§ **WHAT YOU NEED TO DO**:
How many lines below contain the string "pole"? Matching is case-sensitive. Give only the number.

§ **PROVIDED DATA**:
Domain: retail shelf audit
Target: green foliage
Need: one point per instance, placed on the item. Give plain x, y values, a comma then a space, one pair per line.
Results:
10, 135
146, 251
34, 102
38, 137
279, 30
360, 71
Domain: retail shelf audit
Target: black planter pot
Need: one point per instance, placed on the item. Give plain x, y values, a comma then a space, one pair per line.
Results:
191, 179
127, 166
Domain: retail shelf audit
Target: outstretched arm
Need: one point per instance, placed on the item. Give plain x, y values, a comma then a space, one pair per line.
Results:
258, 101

...

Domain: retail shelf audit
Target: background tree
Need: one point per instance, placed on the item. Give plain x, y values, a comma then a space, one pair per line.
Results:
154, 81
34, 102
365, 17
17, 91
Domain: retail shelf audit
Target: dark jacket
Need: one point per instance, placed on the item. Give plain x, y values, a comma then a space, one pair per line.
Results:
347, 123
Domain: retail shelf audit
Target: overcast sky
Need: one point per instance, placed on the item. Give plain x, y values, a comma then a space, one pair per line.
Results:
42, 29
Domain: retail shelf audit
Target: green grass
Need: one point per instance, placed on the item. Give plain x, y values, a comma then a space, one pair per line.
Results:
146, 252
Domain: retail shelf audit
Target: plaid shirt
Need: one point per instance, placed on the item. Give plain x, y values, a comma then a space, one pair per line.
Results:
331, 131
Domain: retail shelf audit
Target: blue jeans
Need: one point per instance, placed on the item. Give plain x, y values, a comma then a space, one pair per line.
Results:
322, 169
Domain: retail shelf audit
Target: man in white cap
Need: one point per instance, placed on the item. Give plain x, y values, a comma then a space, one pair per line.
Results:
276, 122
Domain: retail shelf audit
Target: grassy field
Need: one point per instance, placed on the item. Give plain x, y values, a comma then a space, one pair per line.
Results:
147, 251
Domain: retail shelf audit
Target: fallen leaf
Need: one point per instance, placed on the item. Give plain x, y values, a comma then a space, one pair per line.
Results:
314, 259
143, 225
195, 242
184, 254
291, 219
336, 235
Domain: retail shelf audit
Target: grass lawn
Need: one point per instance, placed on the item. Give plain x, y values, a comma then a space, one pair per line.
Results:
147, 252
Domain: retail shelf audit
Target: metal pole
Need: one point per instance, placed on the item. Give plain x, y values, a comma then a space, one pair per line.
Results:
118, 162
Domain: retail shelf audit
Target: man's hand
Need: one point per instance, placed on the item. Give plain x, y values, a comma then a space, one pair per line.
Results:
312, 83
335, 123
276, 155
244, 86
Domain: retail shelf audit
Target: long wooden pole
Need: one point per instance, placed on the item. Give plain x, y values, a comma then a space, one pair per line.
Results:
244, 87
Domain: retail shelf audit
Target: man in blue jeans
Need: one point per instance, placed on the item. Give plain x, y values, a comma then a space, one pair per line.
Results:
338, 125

§ **SOLUTION FOR THIS TASK**:
2